● Referring expression pointing data:
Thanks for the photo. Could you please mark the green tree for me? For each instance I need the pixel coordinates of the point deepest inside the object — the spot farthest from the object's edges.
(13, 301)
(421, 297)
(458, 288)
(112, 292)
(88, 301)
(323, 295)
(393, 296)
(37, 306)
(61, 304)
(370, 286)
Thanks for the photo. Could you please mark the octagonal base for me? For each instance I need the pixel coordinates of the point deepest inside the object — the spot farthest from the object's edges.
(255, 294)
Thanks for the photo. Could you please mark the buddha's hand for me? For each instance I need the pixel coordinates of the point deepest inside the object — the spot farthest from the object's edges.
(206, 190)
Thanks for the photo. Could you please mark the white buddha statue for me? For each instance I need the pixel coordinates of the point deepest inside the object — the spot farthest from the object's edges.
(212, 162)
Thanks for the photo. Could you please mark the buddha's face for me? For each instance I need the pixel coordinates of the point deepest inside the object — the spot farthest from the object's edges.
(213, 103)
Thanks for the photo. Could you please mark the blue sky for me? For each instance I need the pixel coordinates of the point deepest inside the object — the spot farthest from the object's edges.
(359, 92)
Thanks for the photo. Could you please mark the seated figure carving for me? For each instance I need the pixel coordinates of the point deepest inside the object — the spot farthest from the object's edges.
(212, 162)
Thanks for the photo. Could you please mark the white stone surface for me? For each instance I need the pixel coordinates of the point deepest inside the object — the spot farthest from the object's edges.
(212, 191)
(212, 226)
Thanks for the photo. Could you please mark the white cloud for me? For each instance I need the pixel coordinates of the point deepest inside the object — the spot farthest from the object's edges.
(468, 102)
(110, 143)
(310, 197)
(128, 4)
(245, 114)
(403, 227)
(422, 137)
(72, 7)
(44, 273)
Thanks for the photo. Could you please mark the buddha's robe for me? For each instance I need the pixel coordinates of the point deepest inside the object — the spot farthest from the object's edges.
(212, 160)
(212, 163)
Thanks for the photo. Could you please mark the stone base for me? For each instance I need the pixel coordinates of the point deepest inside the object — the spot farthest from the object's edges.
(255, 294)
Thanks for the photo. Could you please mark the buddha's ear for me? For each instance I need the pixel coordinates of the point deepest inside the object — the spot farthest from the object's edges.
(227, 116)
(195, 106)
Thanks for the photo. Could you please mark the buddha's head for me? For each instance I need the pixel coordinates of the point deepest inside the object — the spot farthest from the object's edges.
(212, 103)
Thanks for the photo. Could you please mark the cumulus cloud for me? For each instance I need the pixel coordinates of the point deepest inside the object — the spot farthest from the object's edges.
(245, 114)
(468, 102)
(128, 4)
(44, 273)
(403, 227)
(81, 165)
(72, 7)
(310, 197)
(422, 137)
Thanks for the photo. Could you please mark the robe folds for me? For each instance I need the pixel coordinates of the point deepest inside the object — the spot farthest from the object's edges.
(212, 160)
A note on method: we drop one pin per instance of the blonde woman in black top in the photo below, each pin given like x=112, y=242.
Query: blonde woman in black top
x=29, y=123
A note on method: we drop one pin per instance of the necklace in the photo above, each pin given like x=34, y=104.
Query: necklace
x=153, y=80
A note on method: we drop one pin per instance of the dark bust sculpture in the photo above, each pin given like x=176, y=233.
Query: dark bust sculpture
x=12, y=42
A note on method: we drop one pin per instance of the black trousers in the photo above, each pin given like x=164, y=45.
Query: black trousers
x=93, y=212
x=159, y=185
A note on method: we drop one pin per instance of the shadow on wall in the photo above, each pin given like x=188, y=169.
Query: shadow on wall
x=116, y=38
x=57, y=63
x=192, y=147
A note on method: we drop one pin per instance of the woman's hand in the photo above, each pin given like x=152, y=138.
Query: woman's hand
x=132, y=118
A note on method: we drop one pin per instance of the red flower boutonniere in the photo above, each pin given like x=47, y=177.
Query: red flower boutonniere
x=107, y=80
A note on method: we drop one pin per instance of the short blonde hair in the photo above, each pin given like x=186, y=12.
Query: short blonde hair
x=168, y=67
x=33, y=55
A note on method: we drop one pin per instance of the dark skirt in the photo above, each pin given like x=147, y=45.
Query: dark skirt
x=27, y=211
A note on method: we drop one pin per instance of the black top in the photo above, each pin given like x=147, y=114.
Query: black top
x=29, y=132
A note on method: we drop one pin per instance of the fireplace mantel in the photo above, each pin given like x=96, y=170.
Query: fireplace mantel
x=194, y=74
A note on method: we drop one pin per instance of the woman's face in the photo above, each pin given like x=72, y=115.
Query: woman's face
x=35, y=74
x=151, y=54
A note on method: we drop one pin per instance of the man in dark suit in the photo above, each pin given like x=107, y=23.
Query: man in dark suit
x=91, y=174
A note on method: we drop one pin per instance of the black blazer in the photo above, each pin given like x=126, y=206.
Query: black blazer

● REQUIREMENT: Every entry must be set down again exactly as it reads.

● WRITTEN ANSWER:
Thanks for the photo. Could you please mark the green tree for me? For each instance I need the pixel coordinates of the point deepest inside the object — the spot farthest from the object's edges.
(13, 301)
(421, 297)
(458, 288)
(112, 292)
(88, 301)
(323, 295)
(393, 296)
(37, 306)
(61, 304)
(370, 286)
Thanks for the photo. Could you please mark the octagonal base for me? For each instance I need the pixel coordinates of the point deepest inside the object — the spot farthest from the object's edges.
(255, 294)
Thanks for the photo. Could you please mark the buddha's hand for me? For each instance I need the pixel coordinates of the point deepest inside the object — the spot farthest from the object's edges.
(206, 190)
Thanks for the photo. Could you please mark the white buddha statue for me? For each instance I need the pixel coordinates of the point deepest inside the object — the spot farthest from the object's edges.
(212, 162)
Thanks for the photo. Could you please mark the buddha's face for me? For each instance I need the pixel coordinates of the point deepest inside the object — the spot farthest from the object's edges.
(213, 103)
Thanks for the photo. Could you please mark the blue sky for me? For each instance I need the pixel coordinates of the point deepest inside the object — the spot farthest from the object's edges.
(359, 92)
Thanks for the photo. Could you please mark the seated figure carving for me? For each instance I need the pixel coordinates of the point deepest inside the object — the spot farthest from the object's edges.
(212, 162)
Thanks for the photo. Could you please mark the white stone surface for me? For each instance I need the pixel coordinates of the point deepest inside the object — the spot farthest from the object's edges.
(212, 191)
(212, 226)
Thanks for the photo. Could you please mark the white cloud for me? For each instance I need the pixel coordinates of the point deepest inside the object — the spot farthest from the object's edges.
(468, 102)
(110, 143)
(310, 197)
(128, 4)
(245, 114)
(403, 227)
(422, 137)
(72, 7)
(44, 273)
Thanks for the photo. Could you please mark the buddha's robe for me? For each instance I need the pixel coordinates of the point deepest inside the object — the spot farthest from the object's edges.
(212, 160)
(212, 163)
Thanks for the photo. Could you please mark the stone base for me? For each instance I need the pixel coordinates of the point deepest inside the object — the spot farthest from the object's edges.
(255, 294)
Thanks for the photo. Could you please mark the buddha's ear for me? For each instance I need the pixel coordinates of the point deepest inside the object — the spot farthest from the object's edges.
(227, 116)
(195, 106)
Thanks for the photo. Could you please mark the buddha's head for me? For each instance I need the pixel coordinates of the point deepest inside the object — the spot farthest from the object's edges.
(212, 103)
Thanks for the photo. Could you please mark the cumulus cloud for me? For each instance I need the pixel coordinates of the point deepest inside the object — the spot farthest from the object's edges.
(245, 114)
(468, 102)
(128, 4)
(44, 273)
(403, 227)
(81, 165)
(72, 7)
(310, 197)
(422, 137)
Thanks for the photo. Could you please mark the robe folds for me? For each instance I need the pixel coordinates of the point deepest inside the object — the spot farthest from the object's edges.
(212, 160)
A note on method: we drop one pin per instance of the blonde woman in black top in the photo below, each pin given like x=112, y=242.
Query: blonde woman in black top
x=29, y=123
A note on method: we drop one pin per instance of the necklace in the photo above, each pin given like x=34, y=104.
Query: necklace
x=153, y=80
A note on method: we drop one pin per instance of the dark bust sculpture in the photo above, each pin given like x=176, y=233.
Query: dark bust sculpture
x=12, y=42
A note on method: we drop one pin per instance of the black trousers in the photo above, each pin given like x=164, y=45.
Query: black trousers
x=93, y=212
x=159, y=185
A note on method: we drop one pin per instance of the shadow on wall in the photo above, each pin given like x=188, y=169.
Query: shadow on wall
x=116, y=38
x=57, y=63
x=192, y=147
A note on method: we drop one pin per instance of the woman's hand in the photo above, each pin given like x=152, y=138.
Query: woman's hand
x=132, y=118
A note on method: we drop one pin per instance of the red flower boutonniere in the photo above, each pin given like x=47, y=177.
Query: red flower boutonniere
x=107, y=80
A note on method: we drop one pin per instance of the short blonde hair in the photo above, each pin given like x=186, y=12.
Query: short blonde hair
x=168, y=67
x=33, y=55
A note on method: we drop one pin per instance of the dark skirt in the photo above, each pin given like x=147, y=45.
Query: dark skirt
x=27, y=211
A note on method: we drop one pin per instance of the black top in the photo above, each pin given like x=147, y=114.
Query: black top
x=29, y=132
A note on method: we drop one pin per instance of the fireplace mantel in the photo above, each pin given like x=96, y=170.
Query: fireplace mantel
x=194, y=74
A note on method: we drop one pin per instance of the woman's face in the photo above, each pin given like x=72, y=115.
Query: woman's face
x=35, y=74
x=151, y=54
A note on method: we drop one pin per instance of the man in dark suit in the photo above, each pin given like x=107, y=23.
Query: man in dark suit
x=91, y=174
A note on method: we drop one pin per instance of the black blazer in the photo above, each pin given like x=126, y=206.
Query: black blazer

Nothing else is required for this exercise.